[Stored data]
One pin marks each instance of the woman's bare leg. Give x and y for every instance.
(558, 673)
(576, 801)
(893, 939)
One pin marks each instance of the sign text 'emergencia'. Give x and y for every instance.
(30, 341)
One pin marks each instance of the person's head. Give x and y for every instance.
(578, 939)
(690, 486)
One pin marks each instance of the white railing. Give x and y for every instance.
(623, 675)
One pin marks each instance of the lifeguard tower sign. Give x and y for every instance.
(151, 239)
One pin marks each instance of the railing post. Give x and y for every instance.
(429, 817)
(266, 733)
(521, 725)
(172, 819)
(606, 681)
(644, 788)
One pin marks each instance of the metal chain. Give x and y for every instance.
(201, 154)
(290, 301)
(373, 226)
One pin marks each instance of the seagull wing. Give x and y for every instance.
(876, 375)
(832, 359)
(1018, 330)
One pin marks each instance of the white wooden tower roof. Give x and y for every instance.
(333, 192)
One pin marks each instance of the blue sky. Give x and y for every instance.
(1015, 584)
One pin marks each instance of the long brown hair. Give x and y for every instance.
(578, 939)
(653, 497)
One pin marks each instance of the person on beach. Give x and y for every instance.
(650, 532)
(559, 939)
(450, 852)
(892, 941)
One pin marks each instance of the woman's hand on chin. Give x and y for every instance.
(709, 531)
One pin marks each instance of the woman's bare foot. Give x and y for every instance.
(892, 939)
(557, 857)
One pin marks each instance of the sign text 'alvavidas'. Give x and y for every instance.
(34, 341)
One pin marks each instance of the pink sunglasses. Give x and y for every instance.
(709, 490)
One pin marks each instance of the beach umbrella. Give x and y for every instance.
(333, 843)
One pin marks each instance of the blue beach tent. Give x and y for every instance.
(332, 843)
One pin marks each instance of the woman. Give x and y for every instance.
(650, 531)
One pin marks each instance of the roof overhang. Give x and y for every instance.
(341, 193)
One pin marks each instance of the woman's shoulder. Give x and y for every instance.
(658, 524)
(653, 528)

Work to do — Render the stored data as a JSON list of strings, one string per line and no blank lines, starting at the line containing "One pin marks each instance of the woman's shoulder." and running through the final line of the stored data.

Written reply —
[
  "One pin marks each instance of the woman's shoulder. Give x and y for every instance.",
  "(658, 524)",
  "(653, 528)"
]